> _Exercise_
Look through the data below for the line with "Target: sky" and the line with "Where can the building", then output those two and all lines in between, exactly as written.

Excerpts from a dataset:
# # # # #
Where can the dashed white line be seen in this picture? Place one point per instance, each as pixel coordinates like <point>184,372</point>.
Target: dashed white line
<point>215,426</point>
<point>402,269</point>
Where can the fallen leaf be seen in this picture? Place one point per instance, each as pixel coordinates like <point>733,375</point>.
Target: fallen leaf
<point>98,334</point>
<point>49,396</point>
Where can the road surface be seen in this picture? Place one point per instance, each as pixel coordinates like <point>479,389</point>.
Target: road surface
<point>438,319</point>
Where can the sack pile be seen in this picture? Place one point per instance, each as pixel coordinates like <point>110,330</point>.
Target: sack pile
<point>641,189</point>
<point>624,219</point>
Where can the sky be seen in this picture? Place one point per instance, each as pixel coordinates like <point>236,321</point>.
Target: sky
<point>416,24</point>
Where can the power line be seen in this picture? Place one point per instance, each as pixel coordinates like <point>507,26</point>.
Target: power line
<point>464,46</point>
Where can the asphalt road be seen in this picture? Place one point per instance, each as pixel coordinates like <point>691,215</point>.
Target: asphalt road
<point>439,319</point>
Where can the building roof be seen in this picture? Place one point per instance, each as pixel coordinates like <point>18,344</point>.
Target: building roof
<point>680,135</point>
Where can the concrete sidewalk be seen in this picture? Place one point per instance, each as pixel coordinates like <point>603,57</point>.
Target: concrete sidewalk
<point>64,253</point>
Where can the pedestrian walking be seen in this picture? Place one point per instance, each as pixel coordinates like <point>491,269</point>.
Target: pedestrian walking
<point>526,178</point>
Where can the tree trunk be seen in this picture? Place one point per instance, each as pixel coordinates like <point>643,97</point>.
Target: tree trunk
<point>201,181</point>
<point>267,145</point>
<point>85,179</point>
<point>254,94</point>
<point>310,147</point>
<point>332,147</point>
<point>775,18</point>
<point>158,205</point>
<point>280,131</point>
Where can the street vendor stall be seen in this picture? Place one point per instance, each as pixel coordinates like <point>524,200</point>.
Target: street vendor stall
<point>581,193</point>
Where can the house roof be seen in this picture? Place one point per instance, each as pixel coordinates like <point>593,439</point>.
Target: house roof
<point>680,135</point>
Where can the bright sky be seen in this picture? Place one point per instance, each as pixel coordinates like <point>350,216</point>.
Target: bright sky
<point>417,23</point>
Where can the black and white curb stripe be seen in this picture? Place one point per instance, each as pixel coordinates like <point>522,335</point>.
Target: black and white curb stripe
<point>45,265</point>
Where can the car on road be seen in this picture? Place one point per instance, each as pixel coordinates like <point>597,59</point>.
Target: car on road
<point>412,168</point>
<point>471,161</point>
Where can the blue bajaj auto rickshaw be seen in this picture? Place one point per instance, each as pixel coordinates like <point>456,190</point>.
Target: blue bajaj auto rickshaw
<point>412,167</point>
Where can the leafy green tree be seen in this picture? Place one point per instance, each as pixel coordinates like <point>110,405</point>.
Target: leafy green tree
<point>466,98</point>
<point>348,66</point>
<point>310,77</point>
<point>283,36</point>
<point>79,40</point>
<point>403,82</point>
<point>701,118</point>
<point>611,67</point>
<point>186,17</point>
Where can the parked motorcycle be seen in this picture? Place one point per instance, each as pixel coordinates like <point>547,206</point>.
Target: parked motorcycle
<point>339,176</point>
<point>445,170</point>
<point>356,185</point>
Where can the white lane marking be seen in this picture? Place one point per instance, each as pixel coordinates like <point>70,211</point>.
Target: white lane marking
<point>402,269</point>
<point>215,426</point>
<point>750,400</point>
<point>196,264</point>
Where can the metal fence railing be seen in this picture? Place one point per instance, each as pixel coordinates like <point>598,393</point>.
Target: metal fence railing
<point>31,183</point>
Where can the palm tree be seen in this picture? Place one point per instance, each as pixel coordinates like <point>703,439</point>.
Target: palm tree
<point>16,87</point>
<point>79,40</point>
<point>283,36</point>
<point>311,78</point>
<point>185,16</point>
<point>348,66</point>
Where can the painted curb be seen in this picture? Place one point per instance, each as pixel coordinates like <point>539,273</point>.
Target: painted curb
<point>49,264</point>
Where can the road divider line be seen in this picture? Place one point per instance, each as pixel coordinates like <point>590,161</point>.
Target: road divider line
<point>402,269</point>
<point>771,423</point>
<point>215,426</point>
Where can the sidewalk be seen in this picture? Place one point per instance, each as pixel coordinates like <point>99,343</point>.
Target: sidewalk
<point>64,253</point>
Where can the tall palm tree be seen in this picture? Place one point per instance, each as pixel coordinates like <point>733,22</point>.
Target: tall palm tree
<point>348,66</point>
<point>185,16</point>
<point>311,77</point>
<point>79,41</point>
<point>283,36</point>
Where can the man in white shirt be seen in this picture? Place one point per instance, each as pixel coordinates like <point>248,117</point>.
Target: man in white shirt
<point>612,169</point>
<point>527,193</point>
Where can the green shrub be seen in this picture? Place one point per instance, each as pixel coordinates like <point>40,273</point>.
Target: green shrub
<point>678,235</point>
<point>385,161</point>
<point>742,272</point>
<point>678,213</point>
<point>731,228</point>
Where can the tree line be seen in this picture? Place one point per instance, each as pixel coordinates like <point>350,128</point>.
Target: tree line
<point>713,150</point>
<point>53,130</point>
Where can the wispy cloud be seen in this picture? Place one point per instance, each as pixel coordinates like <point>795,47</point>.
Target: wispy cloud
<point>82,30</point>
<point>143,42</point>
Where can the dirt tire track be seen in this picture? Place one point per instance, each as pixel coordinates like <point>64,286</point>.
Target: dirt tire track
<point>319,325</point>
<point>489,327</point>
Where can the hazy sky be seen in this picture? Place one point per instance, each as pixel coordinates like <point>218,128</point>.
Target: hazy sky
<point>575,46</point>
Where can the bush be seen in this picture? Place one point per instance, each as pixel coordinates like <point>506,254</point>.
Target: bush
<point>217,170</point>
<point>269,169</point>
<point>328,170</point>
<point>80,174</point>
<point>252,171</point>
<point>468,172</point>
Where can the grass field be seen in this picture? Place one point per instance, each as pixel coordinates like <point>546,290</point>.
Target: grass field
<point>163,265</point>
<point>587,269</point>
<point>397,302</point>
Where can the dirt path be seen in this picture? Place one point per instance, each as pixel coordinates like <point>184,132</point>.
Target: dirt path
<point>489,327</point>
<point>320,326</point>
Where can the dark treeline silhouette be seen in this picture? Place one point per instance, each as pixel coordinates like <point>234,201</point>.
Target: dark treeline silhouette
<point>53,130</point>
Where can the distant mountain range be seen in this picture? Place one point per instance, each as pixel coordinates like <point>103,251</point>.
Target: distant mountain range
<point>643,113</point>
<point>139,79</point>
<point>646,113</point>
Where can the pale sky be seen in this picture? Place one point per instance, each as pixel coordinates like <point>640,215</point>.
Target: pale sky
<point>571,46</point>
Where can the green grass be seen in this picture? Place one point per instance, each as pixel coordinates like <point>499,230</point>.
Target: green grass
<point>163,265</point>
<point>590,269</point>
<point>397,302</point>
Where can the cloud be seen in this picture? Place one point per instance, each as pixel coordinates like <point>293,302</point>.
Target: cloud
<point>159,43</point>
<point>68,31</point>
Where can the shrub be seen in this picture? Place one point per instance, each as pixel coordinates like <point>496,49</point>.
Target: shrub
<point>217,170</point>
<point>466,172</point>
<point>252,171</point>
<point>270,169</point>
# # # # #
> _Output for this task_
Target: sky
<point>416,24</point>
Where can the power line be seen in this picture? Place one point per instance, each as pixel coordinates like <point>507,26</point>.
Target: power line
<point>464,46</point>
Where can the asphalt road be seen in this picture? Place one point per instance, each as pixel coordinates like <point>691,215</point>.
Target: asphalt road
<point>439,319</point>
Where can the building roof be seen in this picture? Place one point per instance, each as pixel coordinates like <point>18,344</point>.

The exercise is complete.